**Task statement:**
Which lines in the material below contain the word "yellow"? Pick out each one and copy it in full.

**Record set:**
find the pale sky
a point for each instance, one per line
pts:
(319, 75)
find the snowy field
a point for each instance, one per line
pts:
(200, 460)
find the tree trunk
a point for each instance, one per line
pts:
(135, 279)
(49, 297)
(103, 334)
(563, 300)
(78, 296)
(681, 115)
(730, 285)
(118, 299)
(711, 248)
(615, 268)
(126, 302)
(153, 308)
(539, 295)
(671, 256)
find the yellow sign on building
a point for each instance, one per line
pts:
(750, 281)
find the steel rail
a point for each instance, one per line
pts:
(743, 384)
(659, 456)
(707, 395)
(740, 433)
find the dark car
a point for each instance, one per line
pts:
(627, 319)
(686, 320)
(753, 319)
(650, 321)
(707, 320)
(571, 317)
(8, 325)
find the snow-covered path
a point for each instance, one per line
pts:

...

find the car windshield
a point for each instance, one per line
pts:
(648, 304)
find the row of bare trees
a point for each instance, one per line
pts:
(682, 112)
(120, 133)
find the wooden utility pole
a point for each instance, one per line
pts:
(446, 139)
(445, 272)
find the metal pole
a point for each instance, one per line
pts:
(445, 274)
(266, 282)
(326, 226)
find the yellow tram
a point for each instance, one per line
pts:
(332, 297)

---

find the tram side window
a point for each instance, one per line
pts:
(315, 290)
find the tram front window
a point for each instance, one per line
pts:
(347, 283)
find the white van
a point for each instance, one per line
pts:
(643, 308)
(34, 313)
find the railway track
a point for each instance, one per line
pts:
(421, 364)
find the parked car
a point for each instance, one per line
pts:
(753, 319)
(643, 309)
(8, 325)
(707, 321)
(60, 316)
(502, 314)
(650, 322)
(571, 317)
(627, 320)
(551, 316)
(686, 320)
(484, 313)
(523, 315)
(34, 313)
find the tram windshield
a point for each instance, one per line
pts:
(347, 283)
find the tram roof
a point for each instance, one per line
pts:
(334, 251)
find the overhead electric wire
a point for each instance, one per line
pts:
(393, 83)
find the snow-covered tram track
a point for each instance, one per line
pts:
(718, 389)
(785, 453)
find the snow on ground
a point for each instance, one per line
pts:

**Correct response:**
find the yellow sign on building
find the yellow tram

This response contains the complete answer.